=== Document excerpt ===

The fix is to make sure the Makefile uses the external uv command while it is creating the virtual environment, then uses the virtual environment after it exists.

A schema problem can also happen if metadata is added to the wrong place in the design bundle.

provenance.provider was unexpected

The fix is to keep provider and model information in contract-quest-mb-export.json, not inside the validated design bundle provenance.

Another confusing issue appears when Matrix Builder scans local tool folders.

SEC-001: Possible secret committed in .tools/...

This usually means the check scanned too much. The batch loop should use this instead.

mb check --changed <allowed batch files>

It also helps to ignore local generated folders.

cat >> .gitignore <<'EOF'
.tools/
.venv/
.build/
node_modules/
dist/
test-results/
playwright-report/
.pytest_cache/
.env
EOF

If you see a segmentation fault after the design export, check whether the design-only batch accidentally continued into implementation behavior. D-1-design should skip mb next, GitPilot, npm verification, and mb check.

If watsonx.ai returns container_not_found, check the region and project ID. The API key must have access to the configured project in the configured region.

WATSONX_URL=https://us-south.ml.cloud.ibm.com
WATSONX_PROJECT_ID=your-real-project-id
PROJECT_ID=your-real-project-id

After fixing the configuration, reset the local GitPilot config and run the build again.

rm -rf .build/gitpilot_config
make build

Knowing when the project is ready

Contract Quest is ready to publish only when the evidence supports the claims.

The design bundle should exist and pass validation. The Matrix Builder batches should come from the exported design. The game should build. The static verifier should pass. The smoke test should pass, or the evidence should clearly explain why it could not run. Matrix checks should run only on scoped files. The final game should not require watsonx.ai credentials at runtime. The boss gate should not be skippable. WebAudio should start only after a user gesture. If deployment is enabled, the public deployment should return HTTP 200.

That may sound strict, but it is the point of the project.

A reproducible AI build should not depend on trust alone. It should leave evidence behind.

What should be in the repository

For the cleanest reader experience, the repository should include the production Makefile, .env.example, build.sh, README, design folder, frontend folder, scripts folder, and tests folder.

The build script should live directly in the repository.

A Gist is useful for embedding the script in a blog post, but it should not be the only place where the production script exists. A reader should be able to clone the repository, copy .env.example, edit credentials, and run the documented commands without hunting through another page.

Final reproduction command

The whole process should come back to this.

git clone https://github.com/ruslanmv/contract-quest-watsonx
cd contract-quest-watsonx

cp .env.example .env
# Edit .env with your real watsonx.ai values.

=== Data shown ===

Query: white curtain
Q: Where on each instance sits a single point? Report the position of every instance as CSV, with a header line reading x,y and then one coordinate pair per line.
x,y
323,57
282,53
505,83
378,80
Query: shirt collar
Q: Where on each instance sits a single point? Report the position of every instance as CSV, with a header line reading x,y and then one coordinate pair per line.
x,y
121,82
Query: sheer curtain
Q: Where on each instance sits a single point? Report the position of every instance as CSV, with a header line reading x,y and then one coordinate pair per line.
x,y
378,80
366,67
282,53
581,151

===

_Tasks to perform_
a. In the Contract Quest build guide, where should provider and model information be kept?
b. Echo the Contract Quest build guide from "Contract Quest is" up to and including "of the project.".
The dataset entries aren't needed for any of this.

_Solutions per task_
a. In contract-quest-mb-export.json, not inside the validated design bundle provenance.

b.
Contract Quest is ready to publish only when the evidence supports the claims.

The design bundle should exist and pass validation. The Matrix Builder batches should come from the exported design. The game should build. The static verifier should pass. The smoke test should pass, or the evidence should clearly explain why it could not run. Matrix checks should run only on scoped files. The final game should not require watsonx.ai credentials at runtime. The boss gate should not be skippable. WebAudio should start only after a user gesture. If deployment is enabled, the public deployment should return HTTP 200.

That may sound strict, but it is the point of the project.